**REQUIRED ACTIONS:**
- a) According to the scrypt discussion, how much RAM does a single password hash use under the parameters the scrypt paper recommends?
- b) Please carry on the scrypt discussion from its last sentence.

Scrypt is better than bcrypt (by roughly a factor of 4000 according to cperciva). It's memory hard and it would be much harder to build an effective system to hash as fast as possible due to this.

Regardless, using adaptive hashing is what's important and you'll be good any of the three alternatives.

Thanks to the comments from cperciva, moxie and tptacek. All errors in this summary are mine.

> Scrypt is ... memory hard

Haven't seen the answer to this: does scrypt being "memory hard" imply that you'll need a ton of RAM for your server if you get lots of users logging in concurrently?

Not really. In the scrypt paper, cperciva recommends parameters that allow it to do a single password hash in 64 ms, and in the process use only 4k of RAM. Nowadays, as processors are faster and ram is cheaper, you'd probably want to up the parameters a bit, so that the encryption time will be similar (between 50-100 ms) on modern hardware, and the RAM usage will scale proportionally (probably 128k, based on the ratio of RAM prices between 2002 and now). That means that you would be able to handle 10-20 logins per second per core, using no more than 2.5 MB in the process (if they were all run in parallel on separate threads and so all of that memory was needed at once; that's obviously a worst case, most likely they would be scheduled more sequentially and use proportionally less RAM as you would free the memory after finishing an encryption). On a 12 core machine, you might wind up using 30 MB at at time, to support 240 logins per second.

If you need to handle 240 logins per second (which presumably means many many more requests per second, as there are usually many requests per login), 30 MB of RAM is the least of your worries.

Note that these numbers are simply extrapolations from the ones in the original scrypt paper, I haven't actually tried this on modern hardware. Regardless, there are parameters that allow you to trade off CPU time and RAM usage, so you can tweak it to provide the level of performance that you require (with the understanding that the faster it is and less RAM it uses, the faster cracking it would be).

> If you need to handle 240 logins per second (which presumably means many many more requests per second, as there are usually many requests per login), 30 MB of RAM is the least of your worries.

Well, if you have a large system of nodes, and until now you arranged things as an SOA where there's one node-cluster in particular that serves as an authentication service, doing all the hashing and table-lookup and comparison, and handing out session tokens for your other services to use--then with scrypt, that auth service will now be have the combined "memory hard"ness of every user's login requests on it for your entire system.

With bcrypt, that level of CPU+memory load isn't so bad--but with scrypt, I think I'd think about pushing the hashing step into the client library part of that service's API, before the RPC call, so that the load gets distributed throughout the system back to where it's being "spent."

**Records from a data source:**
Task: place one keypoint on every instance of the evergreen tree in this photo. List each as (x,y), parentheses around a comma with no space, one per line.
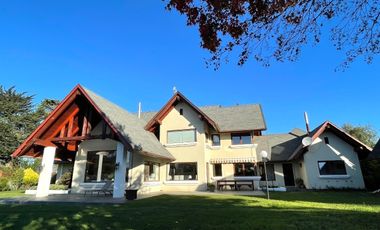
(18,117)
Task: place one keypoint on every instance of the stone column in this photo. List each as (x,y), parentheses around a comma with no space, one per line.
(120,171)
(46,171)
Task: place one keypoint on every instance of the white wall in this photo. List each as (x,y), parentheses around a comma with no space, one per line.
(337,149)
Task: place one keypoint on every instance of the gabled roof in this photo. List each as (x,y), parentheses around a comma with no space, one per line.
(360,146)
(223,119)
(128,128)
(131,128)
(375,154)
(279,146)
(177,97)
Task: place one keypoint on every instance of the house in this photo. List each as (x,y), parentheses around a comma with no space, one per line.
(184,147)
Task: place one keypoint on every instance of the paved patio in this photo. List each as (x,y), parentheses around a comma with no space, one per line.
(81,199)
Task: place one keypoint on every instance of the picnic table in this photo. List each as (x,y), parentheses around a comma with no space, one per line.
(234,184)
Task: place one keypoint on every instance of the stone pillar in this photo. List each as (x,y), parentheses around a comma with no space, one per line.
(46,171)
(120,171)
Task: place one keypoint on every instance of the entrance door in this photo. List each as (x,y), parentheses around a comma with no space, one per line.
(288,174)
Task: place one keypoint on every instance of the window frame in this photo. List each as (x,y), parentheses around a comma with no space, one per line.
(97,166)
(335,174)
(245,170)
(169,175)
(179,130)
(212,140)
(221,170)
(241,140)
(158,171)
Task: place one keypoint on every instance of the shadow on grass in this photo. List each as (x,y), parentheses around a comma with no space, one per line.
(184,212)
(331,197)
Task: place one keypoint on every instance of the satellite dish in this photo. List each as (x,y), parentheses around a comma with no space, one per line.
(306,141)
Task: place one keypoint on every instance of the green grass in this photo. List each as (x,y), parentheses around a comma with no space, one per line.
(11,194)
(306,210)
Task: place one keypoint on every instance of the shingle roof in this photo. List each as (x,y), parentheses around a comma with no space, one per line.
(232,118)
(375,154)
(130,127)
(279,146)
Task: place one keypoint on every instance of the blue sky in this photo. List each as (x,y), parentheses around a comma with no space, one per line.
(131,51)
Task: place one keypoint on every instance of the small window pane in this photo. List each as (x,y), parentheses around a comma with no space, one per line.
(215,140)
(244,169)
(332,168)
(151,171)
(181,136)
(217,169)
(182,171)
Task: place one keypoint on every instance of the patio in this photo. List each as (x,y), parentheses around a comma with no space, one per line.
(95,199)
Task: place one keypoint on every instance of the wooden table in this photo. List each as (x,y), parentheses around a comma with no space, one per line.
(236,184)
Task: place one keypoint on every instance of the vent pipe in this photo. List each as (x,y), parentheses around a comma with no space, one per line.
(139,114)
(307,123)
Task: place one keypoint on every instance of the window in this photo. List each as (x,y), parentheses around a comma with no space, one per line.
(182,171)
(151,171)
(270,171)
(215,140)
(181,136)
(100,166)
(332,168)
(244,169)
(241,138)
(217,169)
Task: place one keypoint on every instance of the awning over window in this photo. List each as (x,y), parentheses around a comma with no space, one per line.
(231,160)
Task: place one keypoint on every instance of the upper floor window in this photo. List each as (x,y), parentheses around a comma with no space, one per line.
(241,138)
(181,136)
(332,168)
(151,171)
(215,139)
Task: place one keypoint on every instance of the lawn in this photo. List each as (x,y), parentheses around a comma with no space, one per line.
(306,210)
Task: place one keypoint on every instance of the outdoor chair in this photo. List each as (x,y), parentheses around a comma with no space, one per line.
(106,189)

**EXPECTED RESULTS:**
- a) Only 4k of RAM, with the hash taking 64 ms.

- b)
In this case, it means that lots of memory accesses are required in mostly random order. This makes parallelizing on GPU hardware much more difficult than something like an MD5 or SHA hash, which don't require much memory access during the computation.

This also boosts the cost of making dedicated cracking hardware (ASIC or FPGA type hardware)

I'm having a hard time finding actual memory usage of a single password verification though.

After a bit more reading just now, it looks like you can also adjust the memory-work-factor of scrypt as well, which doesn't appear to be available for bcrypt (very unsure on this one though, please dont' take my word on it).

Does anybody out there have a good side-by-side comparison of practicalities like "memory usage", "flexibility", "can it be parallelized on CPU/GPU/FPGA/ASIC" and so on across all the popular hashing setups?


How can algorithms with an adjustable work factor be better or worse than each other?


They can't be. They each provide an arbitrary amount of work (or entropy if you want to look at it that way) to a non-ideal key (e.g. a password).

Moreover, any discussion of 'how much is enough' is a guess. How powerful the system used to brute force your keys will be is unknown.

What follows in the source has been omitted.